Re: [OpenJDK 2D-Dev] Various fixes to pisces stroke widening code

2010-07-30 Thread Jim Graham

Hi Denis,

It looks fine.  Hopefully we can eventually figure out why the sorting 
on the fly didn't pan out.


Denis Lila wrote:
Hi Jim. 


Thanks for all your suggestions. I fixed the edge array indexing
issue, the moveTo bug (not assigning x0), and the double
initialization issue. I also improved the emission of the last row
to what you said. The link is the same as the last one I sent.


I'm guessing the test for "y == boundsMaxY-1" at line 470 could probably 
also be deleted now (since it will be handled by the end test when y 
reaches maxY)?


But everything looks in order!

...jim


Re: [OpenJDK 2D-Dev] Various fixes to pisces stroke widening code

2010-07-30 Thread Denis Lila
Hi Jim. 

Thanks for all your suggestions. I fixed the edge array indexing
issue, the moveTo bug (not assigning x0), and the double
initialization issue. I also improved the emission of the last row
to what you said. The link is the same as the last one I sent.

****************************************

Reproduce the passage of the pisces stroke-widening thread starting at "I'm guessing the" and ending at "looks in order!".

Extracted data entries
****************************************

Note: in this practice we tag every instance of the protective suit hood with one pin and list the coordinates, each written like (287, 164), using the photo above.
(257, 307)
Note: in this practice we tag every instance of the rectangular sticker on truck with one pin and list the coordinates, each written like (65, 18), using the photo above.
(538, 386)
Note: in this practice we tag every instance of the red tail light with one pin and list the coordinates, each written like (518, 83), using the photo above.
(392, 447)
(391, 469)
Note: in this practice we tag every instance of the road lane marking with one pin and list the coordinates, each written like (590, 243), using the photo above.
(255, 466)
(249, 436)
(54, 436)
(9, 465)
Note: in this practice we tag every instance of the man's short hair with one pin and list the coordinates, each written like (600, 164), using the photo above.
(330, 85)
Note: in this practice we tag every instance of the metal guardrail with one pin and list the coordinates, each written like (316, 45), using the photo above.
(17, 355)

****************************************

Output below:
I'm guessing the test for "y == boundsMaxY-1" at line 470 could probably 
also be deleted now (since it will be handled by the end test when y 
reaches maxY)?


But everything looks in order!